## Do this
Copy only what runs from the line containing "Species-survey task: indicate the boat" through the end of the material below, line for line, with both ends included.
## Start Record extracts
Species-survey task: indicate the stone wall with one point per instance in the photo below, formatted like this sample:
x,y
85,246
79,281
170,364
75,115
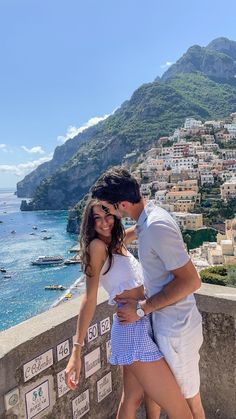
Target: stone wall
x,y
218,354
33,356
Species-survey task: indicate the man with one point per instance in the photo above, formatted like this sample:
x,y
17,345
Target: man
x,y
169,279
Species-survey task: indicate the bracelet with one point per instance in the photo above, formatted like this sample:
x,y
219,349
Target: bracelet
x,y
78,344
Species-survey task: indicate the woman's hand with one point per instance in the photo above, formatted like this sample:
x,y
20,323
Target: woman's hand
x,y
72,372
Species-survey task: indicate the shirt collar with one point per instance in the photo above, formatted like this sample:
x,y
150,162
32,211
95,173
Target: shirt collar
x,y
144,214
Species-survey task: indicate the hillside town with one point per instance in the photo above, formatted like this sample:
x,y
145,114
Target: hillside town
x,y
177,172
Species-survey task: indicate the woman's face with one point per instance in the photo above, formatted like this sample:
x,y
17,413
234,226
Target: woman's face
x,y
103,223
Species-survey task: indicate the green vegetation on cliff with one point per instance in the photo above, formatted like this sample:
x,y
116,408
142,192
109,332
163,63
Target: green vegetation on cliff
x,y
201,84
220,275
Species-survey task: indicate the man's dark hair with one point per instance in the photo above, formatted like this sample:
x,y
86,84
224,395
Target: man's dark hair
x,y
116,185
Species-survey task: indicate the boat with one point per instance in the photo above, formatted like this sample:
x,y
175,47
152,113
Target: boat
x,y
69,295
72,261
129,221
55,287
48,260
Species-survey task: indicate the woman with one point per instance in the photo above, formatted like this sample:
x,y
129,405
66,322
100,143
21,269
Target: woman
x,y
105,260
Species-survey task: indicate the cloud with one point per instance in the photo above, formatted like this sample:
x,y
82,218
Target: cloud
x,y
34,150
167,64
73,131
22,169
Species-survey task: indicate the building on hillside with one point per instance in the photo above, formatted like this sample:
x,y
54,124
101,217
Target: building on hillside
x,y
192,123
186,185
228,189
231,128
227,154
188,221
229,165
160,197
188,195
183,205
207,178
145,189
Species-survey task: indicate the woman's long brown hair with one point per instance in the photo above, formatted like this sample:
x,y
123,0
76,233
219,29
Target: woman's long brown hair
x,y
88,233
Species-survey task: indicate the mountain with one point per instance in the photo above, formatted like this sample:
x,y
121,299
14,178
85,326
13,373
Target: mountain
x,y
201,84
27,186
216,61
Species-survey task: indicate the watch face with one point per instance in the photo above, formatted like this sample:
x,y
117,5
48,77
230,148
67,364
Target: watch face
x,y
140,312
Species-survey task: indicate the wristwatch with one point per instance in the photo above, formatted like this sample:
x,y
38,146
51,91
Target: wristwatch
x,y
139,310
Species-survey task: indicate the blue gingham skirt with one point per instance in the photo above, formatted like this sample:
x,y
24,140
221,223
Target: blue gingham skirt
x,y
133,342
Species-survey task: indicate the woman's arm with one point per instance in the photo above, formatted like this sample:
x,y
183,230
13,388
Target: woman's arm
x,y
87,309
130,235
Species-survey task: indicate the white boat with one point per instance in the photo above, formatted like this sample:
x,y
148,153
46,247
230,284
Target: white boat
x,y
129,221
55,287
48,260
## End Record extracts
## Problem solution
Species-survey task: indicate the boat with one point per instance in the photo above, formatted like this sample:
x,y
175,47
152,113
Target: boat
x,y
69,295
72,261
129,221
55,287
48,260
Species-survey task: indicate the woman with one point per instance in the photo above, formatted like this sample:
x,y
129,405
66,322
100,143
21,269
Target: woman
x,y
105,260
Species-survey task: indicate the cloud with one point per instance in the photo above, formatted like this sample:
x,y
82,218
Target: cloud
x,y
34,150
167,64
73,131
22,169
Species-survey task: indicate the building on hillside with one point per instance in the photo above, formatted like this sample:
x,y
54,124
101,217
Target: building on hillside
x,y
192,123
186,185
228,189
231,128
227,154
188,221
229,165
160,197
188,195
183,205
207,178
145,189
Species-survey task: indicate the woman's long brown hair with one point per instance in the photo above, formatted like this sample:
x,y
123,0
76,233
219,29
Target: woman's long brown hair
x,y
88,233
Species-survey task: indicate the mountain with one point per instance in the photo above, formatted like this sample:
x,y
121,299
14,178
85,326
13,373
Target: mountain
x,y
201,84
27,186
216,61
Species-survey task: indicate the watch face with one point per instance in the photo above, formatted like this sample:
x,y
117,5
48,77
230,148
67,364
Target: watch face
x,y
140,312
Species-survey task: indicate the wristwatch with one point per instance in the photo above, formatted like this sample:
x,y
38,146
51,91
Target: wristwatch
x,y
139,310
Species-survey task: indicate the blue gingham skirt with one point per instance in the photo above, formatted like this sample:
x,y
24,140
221,223
Target: blue gingham skirt
x,y
133,342
Species-survey task: indicate the woman's arm with one point per instance in the photo above, formatted like this sample:
x,y
183,230
13,388
Target: woman's arm
x,y
87,309
130,235
Species-survey task: indicate the white boat with one point per instance in the photo above, formatted like this sample:
x,y
148,153
46,247
230,284
Target: white boat
x,y
129,221
55,287
48,260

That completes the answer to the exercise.